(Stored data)
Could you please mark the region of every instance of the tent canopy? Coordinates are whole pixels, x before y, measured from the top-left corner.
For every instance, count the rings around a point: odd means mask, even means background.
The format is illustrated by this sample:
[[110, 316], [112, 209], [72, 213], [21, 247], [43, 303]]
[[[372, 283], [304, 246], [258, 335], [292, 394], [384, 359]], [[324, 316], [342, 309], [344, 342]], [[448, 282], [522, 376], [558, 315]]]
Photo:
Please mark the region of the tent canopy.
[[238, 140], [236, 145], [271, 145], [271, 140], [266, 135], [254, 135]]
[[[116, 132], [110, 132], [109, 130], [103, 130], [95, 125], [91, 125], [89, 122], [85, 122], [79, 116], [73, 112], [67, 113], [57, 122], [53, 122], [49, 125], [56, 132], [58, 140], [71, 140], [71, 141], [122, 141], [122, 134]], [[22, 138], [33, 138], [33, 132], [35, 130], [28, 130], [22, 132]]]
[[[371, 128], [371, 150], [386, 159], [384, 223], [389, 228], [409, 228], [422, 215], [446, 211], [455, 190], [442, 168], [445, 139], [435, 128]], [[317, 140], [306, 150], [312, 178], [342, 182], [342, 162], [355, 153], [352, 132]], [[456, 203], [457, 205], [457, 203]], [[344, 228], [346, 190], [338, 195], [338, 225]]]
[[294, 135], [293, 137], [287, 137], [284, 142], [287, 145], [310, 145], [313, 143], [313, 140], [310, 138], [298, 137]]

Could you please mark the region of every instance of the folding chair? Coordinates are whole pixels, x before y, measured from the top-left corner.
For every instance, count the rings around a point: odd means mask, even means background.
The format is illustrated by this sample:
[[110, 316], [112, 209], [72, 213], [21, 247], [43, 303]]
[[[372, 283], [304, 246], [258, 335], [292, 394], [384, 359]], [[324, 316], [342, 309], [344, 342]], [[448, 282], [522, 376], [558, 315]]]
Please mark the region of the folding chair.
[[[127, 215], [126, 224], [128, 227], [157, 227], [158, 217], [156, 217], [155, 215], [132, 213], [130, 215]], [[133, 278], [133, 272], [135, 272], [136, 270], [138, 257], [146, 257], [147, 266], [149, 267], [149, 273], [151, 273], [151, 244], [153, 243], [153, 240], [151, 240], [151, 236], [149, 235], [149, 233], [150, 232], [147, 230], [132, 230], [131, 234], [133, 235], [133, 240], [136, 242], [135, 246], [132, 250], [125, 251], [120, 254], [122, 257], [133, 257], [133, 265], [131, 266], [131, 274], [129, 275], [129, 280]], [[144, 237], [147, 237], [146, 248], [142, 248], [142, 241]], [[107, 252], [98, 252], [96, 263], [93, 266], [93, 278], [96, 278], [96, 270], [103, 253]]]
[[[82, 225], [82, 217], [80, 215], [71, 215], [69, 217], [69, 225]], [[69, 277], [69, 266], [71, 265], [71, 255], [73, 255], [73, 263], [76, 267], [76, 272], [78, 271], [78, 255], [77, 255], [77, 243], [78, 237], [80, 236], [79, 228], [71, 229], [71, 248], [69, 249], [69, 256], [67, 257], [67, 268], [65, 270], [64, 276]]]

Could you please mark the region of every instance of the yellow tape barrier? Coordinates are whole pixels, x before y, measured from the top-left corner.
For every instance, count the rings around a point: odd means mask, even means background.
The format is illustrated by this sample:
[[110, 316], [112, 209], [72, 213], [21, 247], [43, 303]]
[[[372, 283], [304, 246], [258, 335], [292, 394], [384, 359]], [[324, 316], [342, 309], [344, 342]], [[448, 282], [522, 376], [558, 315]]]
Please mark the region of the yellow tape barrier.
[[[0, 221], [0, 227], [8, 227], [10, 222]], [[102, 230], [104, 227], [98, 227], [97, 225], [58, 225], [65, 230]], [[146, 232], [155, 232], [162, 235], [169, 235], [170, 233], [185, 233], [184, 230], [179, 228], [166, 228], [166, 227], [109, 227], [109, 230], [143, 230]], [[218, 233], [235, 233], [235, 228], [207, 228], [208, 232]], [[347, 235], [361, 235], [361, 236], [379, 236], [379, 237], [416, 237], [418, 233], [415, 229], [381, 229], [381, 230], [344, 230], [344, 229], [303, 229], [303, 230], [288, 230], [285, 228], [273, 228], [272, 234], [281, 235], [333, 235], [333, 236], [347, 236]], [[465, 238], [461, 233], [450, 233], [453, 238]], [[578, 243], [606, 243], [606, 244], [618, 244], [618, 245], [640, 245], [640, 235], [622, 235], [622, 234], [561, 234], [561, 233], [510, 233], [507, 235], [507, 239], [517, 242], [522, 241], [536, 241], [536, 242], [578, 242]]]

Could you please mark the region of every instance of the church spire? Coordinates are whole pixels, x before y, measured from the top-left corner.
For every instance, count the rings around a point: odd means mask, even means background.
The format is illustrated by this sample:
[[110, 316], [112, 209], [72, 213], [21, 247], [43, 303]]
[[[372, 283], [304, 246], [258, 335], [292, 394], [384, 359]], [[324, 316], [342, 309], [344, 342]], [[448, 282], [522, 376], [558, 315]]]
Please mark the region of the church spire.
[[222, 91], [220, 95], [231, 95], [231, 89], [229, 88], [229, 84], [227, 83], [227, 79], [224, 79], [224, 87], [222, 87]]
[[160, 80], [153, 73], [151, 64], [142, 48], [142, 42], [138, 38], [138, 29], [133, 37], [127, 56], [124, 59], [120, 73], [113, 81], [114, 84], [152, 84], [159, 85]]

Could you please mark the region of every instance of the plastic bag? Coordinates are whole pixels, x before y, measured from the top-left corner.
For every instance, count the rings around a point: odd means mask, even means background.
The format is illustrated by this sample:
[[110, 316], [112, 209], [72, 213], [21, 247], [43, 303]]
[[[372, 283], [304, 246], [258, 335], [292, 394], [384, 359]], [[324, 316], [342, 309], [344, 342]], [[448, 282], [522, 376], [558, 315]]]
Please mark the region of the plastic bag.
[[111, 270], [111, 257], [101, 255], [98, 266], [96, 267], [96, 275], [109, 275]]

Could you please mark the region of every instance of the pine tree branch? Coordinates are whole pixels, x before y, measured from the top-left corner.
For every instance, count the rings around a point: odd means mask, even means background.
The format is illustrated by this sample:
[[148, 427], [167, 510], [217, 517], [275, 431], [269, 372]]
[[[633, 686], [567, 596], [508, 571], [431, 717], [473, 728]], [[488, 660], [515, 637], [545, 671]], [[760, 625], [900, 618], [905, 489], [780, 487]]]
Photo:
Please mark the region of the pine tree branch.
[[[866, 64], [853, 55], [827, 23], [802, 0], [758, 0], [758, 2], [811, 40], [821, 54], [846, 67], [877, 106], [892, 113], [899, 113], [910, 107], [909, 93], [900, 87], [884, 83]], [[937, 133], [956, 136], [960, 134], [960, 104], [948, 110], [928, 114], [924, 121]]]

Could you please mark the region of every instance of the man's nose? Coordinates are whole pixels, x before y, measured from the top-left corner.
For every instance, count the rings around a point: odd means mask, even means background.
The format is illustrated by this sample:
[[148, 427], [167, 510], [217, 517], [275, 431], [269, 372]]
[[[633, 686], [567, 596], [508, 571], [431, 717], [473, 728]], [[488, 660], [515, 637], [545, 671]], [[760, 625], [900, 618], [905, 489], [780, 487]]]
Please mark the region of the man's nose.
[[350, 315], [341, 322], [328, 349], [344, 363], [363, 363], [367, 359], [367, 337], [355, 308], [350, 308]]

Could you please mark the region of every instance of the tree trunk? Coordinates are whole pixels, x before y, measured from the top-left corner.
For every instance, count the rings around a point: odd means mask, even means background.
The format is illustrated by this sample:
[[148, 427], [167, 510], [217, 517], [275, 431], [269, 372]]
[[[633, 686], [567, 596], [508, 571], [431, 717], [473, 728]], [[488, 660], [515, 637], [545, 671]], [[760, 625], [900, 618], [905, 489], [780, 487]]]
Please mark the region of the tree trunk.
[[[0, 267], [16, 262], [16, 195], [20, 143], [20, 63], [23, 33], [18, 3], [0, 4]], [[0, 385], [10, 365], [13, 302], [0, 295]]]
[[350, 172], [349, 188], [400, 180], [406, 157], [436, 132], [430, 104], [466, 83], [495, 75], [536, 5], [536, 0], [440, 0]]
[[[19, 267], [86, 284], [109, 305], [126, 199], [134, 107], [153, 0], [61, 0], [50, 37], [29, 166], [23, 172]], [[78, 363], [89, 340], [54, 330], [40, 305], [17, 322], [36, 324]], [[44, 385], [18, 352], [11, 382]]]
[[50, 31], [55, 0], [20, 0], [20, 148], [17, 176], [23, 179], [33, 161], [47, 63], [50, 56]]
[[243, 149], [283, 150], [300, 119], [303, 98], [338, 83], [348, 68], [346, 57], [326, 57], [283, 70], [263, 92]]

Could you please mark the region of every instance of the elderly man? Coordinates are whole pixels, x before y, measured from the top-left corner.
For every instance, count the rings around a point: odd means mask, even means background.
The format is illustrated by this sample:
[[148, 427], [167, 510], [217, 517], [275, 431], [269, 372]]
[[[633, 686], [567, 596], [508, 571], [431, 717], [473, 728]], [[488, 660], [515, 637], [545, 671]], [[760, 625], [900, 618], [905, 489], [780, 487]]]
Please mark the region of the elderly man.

**YOUR GOAL**
Which lines of the data hold the string "before"? Return each of them.

**OUTPUT BELOW**
Could you please mark the region of every instance of the tent canopy? Coordinates are whole pixels, x before y, measured from the top-left corner.
Could you please mark the region of every instance of the folding chair? Coordinates are whole pixels, x before y, measured from the top-left corner.
Could you please mark the region of every instance of the yellow tape barrier? Coordinates are whole pixels, x before y, measured from the top-left corner.
Could you please mark the region of every instance of the church spire? Coordinates are whole pixels, x before y, measured from the top-left corner.
Could you please mark the region of every instance of the plastic bag? Coordinates are whole pixels, x before y, measured from the top-left corner.
Could you please mark the region of every instance of the pine tree branch? Coordinates are whole pixels, x before y, measured from the top-left corner.
Could you please mark the region of every instance of the man's nose? Coordinates are whole pixels, x before y, measured from the top-left corner.
Could you please mark the region of every instance of the tree trunk? Coordinates are whole pixels, x before y, measured from the top-left corner.
Could you please mark the region of every instance of the elderly man? Coordinates are whole pixels, x before y, measured from the top-left corner.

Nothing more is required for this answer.